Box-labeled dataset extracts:
>>
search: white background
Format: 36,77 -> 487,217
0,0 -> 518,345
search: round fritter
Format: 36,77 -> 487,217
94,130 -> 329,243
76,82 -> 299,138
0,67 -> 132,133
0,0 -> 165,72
<<
- GIVEN EXERCISE -
Select every line in the items above that contains the string "search", and copy those lines.

- EXPECTED OUTPUT -
search: white background
search: round fritter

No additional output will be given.